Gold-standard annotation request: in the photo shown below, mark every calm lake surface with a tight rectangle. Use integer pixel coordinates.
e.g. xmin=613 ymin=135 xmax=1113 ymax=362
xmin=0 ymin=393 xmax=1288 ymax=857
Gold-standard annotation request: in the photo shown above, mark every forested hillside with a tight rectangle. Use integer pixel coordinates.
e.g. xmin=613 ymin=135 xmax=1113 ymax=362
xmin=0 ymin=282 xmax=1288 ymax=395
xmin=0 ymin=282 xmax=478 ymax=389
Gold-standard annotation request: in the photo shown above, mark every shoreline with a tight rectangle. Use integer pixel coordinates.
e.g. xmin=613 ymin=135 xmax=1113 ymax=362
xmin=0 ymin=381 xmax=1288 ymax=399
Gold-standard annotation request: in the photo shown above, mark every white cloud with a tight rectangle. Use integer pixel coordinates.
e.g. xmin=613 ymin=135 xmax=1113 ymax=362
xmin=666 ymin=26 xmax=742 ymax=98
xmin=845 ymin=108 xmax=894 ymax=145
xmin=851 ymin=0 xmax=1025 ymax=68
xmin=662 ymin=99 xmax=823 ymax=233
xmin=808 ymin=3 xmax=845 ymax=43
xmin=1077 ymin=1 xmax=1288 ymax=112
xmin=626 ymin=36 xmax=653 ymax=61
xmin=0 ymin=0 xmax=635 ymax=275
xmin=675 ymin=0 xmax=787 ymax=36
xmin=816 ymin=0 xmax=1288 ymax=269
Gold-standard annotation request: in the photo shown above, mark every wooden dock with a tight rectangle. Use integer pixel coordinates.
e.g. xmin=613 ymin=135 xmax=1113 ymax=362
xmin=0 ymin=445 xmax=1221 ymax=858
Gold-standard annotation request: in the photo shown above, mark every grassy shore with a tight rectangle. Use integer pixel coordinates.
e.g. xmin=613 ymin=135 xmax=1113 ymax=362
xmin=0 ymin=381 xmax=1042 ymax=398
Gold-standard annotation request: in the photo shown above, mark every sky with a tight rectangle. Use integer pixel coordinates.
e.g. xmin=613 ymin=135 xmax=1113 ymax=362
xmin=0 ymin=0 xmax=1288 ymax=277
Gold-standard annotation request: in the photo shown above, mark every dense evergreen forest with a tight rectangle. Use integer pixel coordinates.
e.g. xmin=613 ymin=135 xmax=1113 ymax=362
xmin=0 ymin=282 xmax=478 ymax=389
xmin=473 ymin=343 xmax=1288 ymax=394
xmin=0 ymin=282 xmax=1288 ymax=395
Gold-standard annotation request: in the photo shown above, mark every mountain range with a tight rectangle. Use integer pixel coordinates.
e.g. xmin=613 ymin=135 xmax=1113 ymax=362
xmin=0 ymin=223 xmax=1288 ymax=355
────────────────────
-- Work to complete --
Rewrite the data above from the line that contains "mark every dense" through the last line, requests included, and scale each bounding-box coordinate in the answers by 1.55, rounding to the nearest whole number with halves rounded up. Leave the numbers in the requests and their format samples unchanged.

-- Exercise solution --
Gold-standard annotation request: in the photo shown above, mark every dense evergreen forest with a tight rectangle. Use integer pixel coordinates.
e.g. xmin=613 ymin=135 xmax=1113 ymax=362
xmin=0 ymin=437 xmax=741 ymax=603
xmin=733 ymin=532 xmax=1996 ymax=611
xmin=0 ymin=437 xmax=1996 ymax=612
Gold-standard annotation request: in the photo shown above, mark every mountain range with a tight rectangle. Use integer pixel coordinates.
e.g. xmin=613 ymin=135 xmax=1113 ymax=362
xmin=0 ymin=346 xmax=1996 ymax=550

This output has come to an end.